*任务要求*.
a: 请把载人航天团队报道中以“作为总指挥,尚志深感责任重大”开头的段落改写成要点列表,并保留其中的主要事实。
b: 请从载人航天团队报道的最后一句之后接着续写。

*文档节选*.
☆ ☆ ☆ ☆ ☆
在飞控中心指挥大厅的飞控监视页面中,本刊记者看到天宫一号和神舟八号两个信号放在同一个综合显示页面中,由工作人员一起监控。“这就是联合飞控试验队的工作方法,一名工作人员坐在监视器前,但是可以同时监控两个飞行器,易于作出判断分析,能够更好地控制飞行过程中的每一个细节,更符合这次交会对接任务的特点。”
针对青年人多的特点,团队采取的办法是以老带新、老中青结合,注重专业、年龄、经验上的搭配,“未来的空间站建设需要年轻人,虽然在队伍组建过程中,磨炼青年人是个痛苦的过程,但是现在我们的团队平均年龄只有32岁,这对中国航天事业来说,是一笔宝贵财富。”
傻得执著的“孩子们”
“载人航天,就是衡量国家综合国力的重要标志。”尚志说,载人航天工程不仅产品复杂,零失误的要求高,而且关系着航天员的生命安全,只有本着如履薄冰、永无止境的态度,把工作做到百密而无一疏。而研制队伍的能力和作风,是保证航天工程任务成功的基础和关键。
作为总指挥,尚志深感责任重大。在他看来,首先需要具有战略眼光和战略谋略。“载人航天已作为一个专项纳入国家中长期科学和技术发展规划纲要,其意义毋庸赘言,但与美国、俄罗斯相比,我们已经落后了三十年,如果我们这一代再不迎头赶上,就要到下一代了。”国家的利益,始终放在研制团队的心头。
☆ ☆ ☆ ☆ ☆
*所给数据*.
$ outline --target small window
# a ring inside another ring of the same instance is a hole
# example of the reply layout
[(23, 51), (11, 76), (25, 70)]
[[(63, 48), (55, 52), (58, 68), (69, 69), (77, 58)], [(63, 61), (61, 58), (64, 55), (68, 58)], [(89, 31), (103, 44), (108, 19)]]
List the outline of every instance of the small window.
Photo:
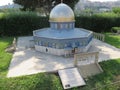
☆ ☆ ☆ ☆ ☆
*各项答复*.
a:
- 尚志担任总指挥,深感责任重大。他认为,首先需要具有战略眼光和战略谋略。
- 载人航天已作为一个专项纳入国家中长期科学和技术发展规划纲要,意义不言而喻。
- 与美国、俄罗斯相比,我国已落后三十年。如果这一代不迎头赶上,就要留到下一代。
- 研制团队始终把国家利益放在心头。

b:
而担任总指挥的工作,还需要具有敏锐的判断能力,一旦出现了问题,需要在第一时间判断其对于整个工程的影响。“总指挥的知识、技术有限,要发挥团队作用,团队共同研究分析。载人航天工程,知识面广、环节多,任何一个人都不可能是全能型专家,需要组织团队协调解决。”此外,更需要有统筹协调能力和严格的工作作风。
“经过锻炼,很多年轻人已成长为独当一面的专家。他们在工作中将国家利益、对航天事业的追求与个人的价值紧紧结合在一起,牢固地树立了奉献意识与大局意识。”作为总指挥,尚志坦言对年轻人要求很严格。严明的纪律,雷厉风行的作风,严谨科学的工作态度已成为团队中每一位成员的自觉行动。就连部队的同志也深表佩服,夸他们是一支不穿军装而又特别能战斗的队伍。
然而,严格只是尚志工作作风的一面;另一面,这位作风干脆硬朗的东北大汉记得团队中每个人的生日。采访中,他总是把队伍里的年轻人称为“孩子们”。尚志调侃说:“他们是‘青年队’,像我,就已经属于‘老年队’了。”
“就在昨天,第二次对接成功后,一个负责飞控调度的孩子请假,理由是他爱人怀孕临产,第二天就要做剖腹产手术,可是在这之前,我们大家竟没听他说起过一次。赶他回去,可他还要坚持值完当天的班。”谈及此,尚志忍不住热泪盈眶。“现在队伍里有个‘不好’的倾向,大家总觉得正常下班不好意思,不仅加班加点毫无怨言,就是平时正常下班,碰见我还要解释一番,这让我很过意不去。”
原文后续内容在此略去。